What the task asks> Please rewrite the records from their start up to and including the line with "box: [159, 375, 209, 468]", changing "rough mask" to "coarse mask" and keeping everything else the same. Give only those lines and leave out the pictures.

Exercise materials>
□ □ □ □ □

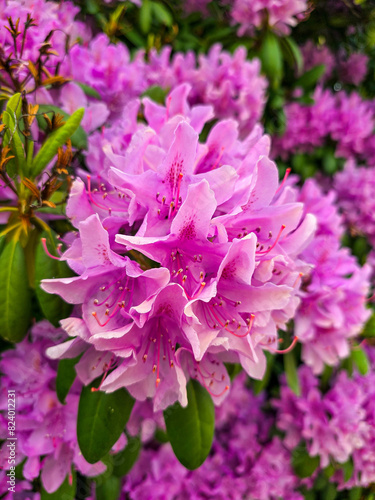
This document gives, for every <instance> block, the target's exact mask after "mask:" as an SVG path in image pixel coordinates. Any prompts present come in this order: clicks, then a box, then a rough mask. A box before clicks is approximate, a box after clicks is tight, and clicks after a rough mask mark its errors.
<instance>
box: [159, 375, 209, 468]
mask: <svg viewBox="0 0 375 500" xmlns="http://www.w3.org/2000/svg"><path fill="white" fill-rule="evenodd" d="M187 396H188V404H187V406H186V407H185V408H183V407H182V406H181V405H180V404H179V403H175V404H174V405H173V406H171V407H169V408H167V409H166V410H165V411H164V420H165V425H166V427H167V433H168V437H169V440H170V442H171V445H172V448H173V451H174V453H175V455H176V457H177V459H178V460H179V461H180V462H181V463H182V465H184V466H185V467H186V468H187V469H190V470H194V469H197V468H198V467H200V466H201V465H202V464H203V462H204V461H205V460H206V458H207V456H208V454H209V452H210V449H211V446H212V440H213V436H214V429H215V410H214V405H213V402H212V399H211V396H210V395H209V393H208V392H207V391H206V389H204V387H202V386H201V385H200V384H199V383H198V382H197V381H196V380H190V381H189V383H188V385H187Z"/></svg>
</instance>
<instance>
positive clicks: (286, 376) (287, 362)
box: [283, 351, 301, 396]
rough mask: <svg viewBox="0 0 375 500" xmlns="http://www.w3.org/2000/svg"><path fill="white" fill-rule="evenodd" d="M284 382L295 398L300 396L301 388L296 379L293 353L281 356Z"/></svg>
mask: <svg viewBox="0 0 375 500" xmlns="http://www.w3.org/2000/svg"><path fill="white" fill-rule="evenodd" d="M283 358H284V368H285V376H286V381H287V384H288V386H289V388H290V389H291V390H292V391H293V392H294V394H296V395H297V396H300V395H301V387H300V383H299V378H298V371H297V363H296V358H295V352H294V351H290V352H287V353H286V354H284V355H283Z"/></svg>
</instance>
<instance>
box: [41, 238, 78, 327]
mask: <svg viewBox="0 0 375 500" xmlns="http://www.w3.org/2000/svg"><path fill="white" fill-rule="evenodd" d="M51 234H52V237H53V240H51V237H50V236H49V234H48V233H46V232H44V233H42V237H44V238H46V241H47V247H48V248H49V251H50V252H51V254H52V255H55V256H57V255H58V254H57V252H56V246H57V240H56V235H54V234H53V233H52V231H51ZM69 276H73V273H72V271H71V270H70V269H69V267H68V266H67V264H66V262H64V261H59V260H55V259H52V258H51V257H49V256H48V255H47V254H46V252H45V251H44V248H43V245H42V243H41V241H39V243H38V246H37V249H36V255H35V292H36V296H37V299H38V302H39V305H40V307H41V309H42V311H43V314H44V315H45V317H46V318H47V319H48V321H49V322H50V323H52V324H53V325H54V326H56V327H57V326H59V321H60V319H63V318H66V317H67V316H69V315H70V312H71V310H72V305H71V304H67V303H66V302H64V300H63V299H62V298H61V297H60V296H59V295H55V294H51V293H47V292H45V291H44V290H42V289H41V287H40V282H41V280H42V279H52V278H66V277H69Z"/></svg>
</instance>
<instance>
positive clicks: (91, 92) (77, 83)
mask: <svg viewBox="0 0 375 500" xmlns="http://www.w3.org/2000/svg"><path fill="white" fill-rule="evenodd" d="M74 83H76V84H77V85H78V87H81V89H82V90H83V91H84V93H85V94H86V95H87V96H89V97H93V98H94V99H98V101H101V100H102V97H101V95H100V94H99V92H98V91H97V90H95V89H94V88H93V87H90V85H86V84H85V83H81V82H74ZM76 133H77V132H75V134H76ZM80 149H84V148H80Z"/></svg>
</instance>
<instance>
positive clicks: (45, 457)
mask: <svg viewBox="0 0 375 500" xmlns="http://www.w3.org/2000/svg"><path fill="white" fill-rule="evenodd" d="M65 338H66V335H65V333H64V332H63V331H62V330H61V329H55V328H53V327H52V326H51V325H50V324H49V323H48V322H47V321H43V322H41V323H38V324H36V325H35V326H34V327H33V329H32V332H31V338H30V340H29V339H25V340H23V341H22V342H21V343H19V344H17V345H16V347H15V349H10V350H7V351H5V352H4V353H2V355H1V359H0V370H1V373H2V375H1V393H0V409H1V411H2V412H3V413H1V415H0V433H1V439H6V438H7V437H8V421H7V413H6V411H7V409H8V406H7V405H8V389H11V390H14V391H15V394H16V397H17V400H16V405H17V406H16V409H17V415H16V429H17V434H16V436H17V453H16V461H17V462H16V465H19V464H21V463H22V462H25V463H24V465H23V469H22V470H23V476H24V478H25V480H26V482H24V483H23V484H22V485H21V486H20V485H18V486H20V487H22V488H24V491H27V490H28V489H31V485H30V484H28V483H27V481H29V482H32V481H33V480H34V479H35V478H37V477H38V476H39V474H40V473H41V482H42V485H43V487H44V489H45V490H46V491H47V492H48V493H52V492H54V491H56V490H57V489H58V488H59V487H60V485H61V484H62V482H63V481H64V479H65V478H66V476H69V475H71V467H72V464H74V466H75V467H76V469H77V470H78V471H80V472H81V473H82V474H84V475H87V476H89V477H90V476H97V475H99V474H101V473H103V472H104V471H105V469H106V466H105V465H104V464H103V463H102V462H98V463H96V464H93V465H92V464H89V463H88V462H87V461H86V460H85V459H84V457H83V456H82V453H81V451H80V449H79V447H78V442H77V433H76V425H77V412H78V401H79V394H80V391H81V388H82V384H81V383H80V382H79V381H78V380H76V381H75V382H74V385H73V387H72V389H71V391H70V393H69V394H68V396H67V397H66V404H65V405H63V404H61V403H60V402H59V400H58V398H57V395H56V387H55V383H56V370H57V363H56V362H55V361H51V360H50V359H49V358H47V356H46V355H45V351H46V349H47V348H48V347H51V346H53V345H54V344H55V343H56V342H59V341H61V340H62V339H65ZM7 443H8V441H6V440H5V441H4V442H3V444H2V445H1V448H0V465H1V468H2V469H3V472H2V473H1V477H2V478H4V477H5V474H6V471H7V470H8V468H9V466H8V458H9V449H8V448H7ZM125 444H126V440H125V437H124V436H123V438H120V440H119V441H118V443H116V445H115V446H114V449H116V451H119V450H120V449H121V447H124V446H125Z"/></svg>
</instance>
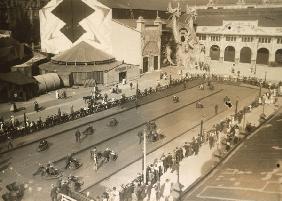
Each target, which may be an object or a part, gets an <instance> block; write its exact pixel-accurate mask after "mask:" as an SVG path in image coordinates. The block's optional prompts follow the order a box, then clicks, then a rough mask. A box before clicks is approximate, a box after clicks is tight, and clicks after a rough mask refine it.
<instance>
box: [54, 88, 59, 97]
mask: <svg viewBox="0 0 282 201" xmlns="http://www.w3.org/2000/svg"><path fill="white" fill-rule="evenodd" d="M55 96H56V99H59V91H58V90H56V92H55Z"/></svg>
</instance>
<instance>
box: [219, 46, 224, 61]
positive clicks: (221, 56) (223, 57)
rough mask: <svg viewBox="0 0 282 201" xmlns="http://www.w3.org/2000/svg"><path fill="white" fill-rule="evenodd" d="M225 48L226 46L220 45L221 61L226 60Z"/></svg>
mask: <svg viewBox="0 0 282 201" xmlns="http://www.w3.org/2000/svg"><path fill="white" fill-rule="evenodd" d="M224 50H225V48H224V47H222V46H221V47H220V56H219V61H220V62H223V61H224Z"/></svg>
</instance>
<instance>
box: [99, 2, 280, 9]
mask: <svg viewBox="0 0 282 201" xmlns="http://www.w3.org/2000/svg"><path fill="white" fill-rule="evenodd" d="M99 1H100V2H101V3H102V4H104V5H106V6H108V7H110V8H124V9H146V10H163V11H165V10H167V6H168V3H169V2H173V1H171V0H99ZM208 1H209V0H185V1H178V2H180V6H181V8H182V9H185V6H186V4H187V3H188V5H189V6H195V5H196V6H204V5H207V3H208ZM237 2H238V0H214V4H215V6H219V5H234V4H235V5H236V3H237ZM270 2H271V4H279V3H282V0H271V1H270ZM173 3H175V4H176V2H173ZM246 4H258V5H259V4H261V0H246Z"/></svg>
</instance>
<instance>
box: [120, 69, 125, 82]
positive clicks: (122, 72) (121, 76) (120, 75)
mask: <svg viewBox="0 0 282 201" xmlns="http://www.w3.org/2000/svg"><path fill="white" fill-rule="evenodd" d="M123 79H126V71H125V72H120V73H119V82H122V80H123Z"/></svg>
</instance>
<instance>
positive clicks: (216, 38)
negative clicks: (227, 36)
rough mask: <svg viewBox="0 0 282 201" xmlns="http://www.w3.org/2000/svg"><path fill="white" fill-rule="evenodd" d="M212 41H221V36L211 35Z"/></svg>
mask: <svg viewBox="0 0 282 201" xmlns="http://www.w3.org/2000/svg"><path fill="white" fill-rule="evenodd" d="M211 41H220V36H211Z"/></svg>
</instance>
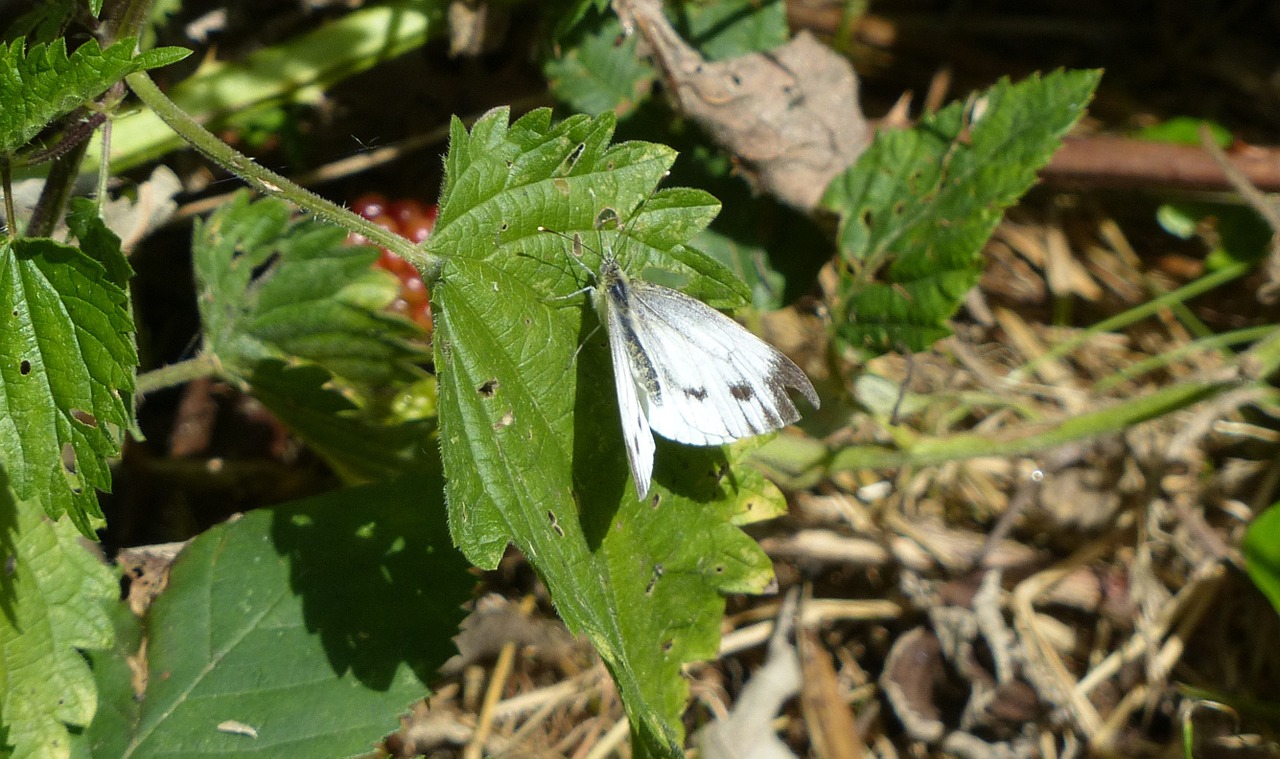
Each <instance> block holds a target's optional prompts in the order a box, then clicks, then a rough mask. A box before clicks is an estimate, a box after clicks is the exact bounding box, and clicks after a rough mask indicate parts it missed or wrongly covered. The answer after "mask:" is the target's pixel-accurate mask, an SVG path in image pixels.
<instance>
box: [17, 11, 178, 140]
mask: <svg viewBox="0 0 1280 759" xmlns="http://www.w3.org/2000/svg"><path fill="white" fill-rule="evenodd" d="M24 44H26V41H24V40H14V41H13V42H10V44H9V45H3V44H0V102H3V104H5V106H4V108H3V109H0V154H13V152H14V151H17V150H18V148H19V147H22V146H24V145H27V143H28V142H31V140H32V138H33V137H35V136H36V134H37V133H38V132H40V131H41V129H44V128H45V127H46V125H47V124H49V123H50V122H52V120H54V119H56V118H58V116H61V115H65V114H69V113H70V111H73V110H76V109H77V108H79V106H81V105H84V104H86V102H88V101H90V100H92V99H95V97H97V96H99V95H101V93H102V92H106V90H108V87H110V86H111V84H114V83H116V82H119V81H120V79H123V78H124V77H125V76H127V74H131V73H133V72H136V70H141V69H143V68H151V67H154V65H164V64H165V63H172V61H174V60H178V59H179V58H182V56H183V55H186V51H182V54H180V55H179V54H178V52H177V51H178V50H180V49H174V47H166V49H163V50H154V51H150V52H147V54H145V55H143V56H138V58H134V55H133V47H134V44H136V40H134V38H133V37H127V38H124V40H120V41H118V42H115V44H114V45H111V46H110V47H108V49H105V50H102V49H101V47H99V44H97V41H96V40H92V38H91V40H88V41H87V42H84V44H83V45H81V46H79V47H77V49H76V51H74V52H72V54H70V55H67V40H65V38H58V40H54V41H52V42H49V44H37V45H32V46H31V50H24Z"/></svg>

□ □ □ □ □

Response to the exercise>
This document gives, for every <instance> block, the target's exact mask after "mask:" as an SVG path in image pixel coordinates. Any prompts present come in this order: clicks, then a box, then a coarse mask. A box before clicks is approximate, a box after clicks is tight, and clicks after a coarse mask mark its errors.
<instance>
box: [159, 375, 209, 468]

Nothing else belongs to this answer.